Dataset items
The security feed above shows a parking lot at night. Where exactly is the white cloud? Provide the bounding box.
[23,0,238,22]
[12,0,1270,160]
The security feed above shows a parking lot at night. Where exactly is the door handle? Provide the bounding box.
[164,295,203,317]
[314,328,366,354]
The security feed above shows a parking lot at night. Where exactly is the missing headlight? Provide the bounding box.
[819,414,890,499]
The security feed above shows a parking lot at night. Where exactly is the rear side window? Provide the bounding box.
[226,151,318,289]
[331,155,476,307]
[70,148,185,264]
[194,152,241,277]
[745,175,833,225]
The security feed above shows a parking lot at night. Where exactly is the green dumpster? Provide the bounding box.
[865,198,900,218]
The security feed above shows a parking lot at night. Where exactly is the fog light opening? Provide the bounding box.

## OBJECTIVE
Rewrite the lines above, switching every "parking lot" to "parking garage" and leaving all other text unchanged.

## RESULT
The security feed above shows a parking garage at night. Where exactly is the white cloud? Provide the bounding box.
[23,0,238,22]
[12,0,1270,160]
The security feed above shows a parking garage at night. Where exactly is the door handle? Provide the bounding box.
[164,295,203,317]
[314,328,366,354]
The security feed above shows a parking garage at night. Where exactly is the missing headlight? Provide the bounding box.
[819,414,890,499]
The security feed above shows a parking garage at night. Where exactly is the rear side window? Provide the bounding box.
[226,151,318,289]
[331,155,476,307]
[70,148,185,264]
[194,152,241,277]
[745,175,833,225]
The security feed above shows a parking garage at night. Where exactly is the green dumpster? Provide the bounding box.
[865,198,900,218]
The security feed above shows a parking garage at night. Where exactly is the fog light opening? Provide the bounding box.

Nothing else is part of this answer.